Record set |
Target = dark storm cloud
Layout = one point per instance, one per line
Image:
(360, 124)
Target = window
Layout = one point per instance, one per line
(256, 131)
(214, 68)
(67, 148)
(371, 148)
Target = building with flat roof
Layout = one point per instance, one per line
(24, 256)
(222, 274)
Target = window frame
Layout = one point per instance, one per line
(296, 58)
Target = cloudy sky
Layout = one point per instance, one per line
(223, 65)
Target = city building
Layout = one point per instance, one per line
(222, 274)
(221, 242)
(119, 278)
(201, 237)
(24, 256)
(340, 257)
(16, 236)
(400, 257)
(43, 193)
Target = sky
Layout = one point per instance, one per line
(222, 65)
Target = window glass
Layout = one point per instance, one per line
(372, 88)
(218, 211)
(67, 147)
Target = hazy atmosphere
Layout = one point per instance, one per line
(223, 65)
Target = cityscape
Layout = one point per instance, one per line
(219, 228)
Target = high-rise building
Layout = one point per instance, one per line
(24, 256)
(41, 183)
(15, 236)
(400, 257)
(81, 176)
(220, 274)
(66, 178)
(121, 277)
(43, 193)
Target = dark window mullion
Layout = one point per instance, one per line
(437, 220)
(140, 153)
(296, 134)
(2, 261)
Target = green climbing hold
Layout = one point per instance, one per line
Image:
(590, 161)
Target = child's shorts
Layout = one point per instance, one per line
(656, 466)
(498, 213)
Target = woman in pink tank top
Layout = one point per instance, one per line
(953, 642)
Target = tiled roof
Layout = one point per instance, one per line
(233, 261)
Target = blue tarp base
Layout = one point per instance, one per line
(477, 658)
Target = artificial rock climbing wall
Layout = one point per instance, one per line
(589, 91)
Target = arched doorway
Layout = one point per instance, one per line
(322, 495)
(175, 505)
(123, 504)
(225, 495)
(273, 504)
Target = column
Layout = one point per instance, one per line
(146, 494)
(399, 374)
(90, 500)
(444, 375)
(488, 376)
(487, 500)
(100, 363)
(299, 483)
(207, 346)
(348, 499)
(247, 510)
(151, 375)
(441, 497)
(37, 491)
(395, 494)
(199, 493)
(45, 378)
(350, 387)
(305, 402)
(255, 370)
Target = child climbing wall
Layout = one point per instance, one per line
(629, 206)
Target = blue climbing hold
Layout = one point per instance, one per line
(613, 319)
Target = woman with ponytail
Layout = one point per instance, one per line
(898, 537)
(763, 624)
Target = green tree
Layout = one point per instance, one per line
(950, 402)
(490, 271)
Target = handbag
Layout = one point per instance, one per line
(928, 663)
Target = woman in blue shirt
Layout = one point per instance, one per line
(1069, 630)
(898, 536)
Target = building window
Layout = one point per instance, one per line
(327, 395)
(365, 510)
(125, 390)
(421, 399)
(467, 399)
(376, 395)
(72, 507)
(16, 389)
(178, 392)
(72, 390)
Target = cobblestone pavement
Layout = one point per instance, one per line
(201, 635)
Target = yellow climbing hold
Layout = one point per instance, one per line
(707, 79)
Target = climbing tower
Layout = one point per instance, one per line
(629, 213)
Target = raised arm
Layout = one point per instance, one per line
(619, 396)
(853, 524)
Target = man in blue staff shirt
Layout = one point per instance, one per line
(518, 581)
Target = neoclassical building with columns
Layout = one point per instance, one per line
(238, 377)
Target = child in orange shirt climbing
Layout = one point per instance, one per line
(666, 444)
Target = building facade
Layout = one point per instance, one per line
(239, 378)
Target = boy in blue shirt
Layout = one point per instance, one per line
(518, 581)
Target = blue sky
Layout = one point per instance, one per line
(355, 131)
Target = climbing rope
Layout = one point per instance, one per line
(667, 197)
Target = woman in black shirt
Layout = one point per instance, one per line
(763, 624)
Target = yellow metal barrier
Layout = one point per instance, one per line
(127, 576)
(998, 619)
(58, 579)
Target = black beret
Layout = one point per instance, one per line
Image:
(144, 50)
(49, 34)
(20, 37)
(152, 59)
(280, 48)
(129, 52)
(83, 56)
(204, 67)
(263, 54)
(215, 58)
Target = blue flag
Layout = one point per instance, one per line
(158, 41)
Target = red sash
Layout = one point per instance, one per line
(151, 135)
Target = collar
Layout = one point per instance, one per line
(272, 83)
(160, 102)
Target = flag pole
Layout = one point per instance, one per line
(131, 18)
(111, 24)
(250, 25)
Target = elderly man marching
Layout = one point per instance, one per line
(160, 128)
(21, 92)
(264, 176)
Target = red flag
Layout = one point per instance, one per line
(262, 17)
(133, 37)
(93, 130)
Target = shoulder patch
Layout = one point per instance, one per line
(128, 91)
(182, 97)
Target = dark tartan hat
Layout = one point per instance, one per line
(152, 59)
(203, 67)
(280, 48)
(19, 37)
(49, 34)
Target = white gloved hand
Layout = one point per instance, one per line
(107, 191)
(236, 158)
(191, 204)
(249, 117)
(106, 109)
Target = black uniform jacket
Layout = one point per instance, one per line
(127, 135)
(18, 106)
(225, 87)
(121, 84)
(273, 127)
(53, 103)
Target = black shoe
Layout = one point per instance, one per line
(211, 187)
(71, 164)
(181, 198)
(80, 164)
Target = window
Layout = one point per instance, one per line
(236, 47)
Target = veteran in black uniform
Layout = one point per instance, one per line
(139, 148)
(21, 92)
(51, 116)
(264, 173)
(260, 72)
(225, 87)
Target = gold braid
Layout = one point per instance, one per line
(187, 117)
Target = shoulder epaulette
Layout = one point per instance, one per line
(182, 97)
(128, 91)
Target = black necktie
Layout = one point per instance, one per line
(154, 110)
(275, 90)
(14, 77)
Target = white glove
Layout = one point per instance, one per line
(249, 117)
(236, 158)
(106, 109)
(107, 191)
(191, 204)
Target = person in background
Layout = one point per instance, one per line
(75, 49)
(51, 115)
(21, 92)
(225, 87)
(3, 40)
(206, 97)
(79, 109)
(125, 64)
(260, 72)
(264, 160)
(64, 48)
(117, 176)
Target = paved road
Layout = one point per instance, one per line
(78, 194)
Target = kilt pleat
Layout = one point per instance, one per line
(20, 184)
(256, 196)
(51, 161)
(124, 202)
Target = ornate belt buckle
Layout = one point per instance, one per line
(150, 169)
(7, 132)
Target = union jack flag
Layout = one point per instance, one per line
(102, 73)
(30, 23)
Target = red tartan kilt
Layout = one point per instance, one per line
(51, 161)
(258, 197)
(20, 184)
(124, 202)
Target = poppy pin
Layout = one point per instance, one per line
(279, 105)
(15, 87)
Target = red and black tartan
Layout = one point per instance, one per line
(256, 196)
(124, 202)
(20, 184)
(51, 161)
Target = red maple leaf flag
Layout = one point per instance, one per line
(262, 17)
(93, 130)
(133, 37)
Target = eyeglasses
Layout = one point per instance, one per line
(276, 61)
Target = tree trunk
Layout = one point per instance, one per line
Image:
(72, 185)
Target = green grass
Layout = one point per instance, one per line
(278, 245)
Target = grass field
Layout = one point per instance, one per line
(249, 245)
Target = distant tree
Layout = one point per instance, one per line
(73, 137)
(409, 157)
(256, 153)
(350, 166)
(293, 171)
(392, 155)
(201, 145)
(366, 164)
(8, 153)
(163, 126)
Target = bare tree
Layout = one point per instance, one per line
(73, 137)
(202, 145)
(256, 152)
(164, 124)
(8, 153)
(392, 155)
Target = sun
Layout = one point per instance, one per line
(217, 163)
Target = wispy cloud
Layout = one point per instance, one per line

Written instruction | Print the stretch of records from the line containing "Target = grass field" through the end of the records, reproducing each line without alteration.

Written reply |
Target = grass field
Layout = one point per instance, one per line
(249, 245)
Target = distant tree
Layout = one point per instance, one per line
(73, 137)
(409, 157)
(256, 153)
(350, 166)
(293, 171)
(392, 155)
(201, 145)
(366, 164)
(8, 153)
(163, 126)
Target = bare tree
Layout = one point per instance, one per line
(73, 137)
(202, 145)
(256, 152)
(164, 124)
(8, 153)
(392, 155)
Target = sun
Layout = one point per instance, one per line
(217, 163)
Target = wispy cloud
Layout = one point per instance, one per line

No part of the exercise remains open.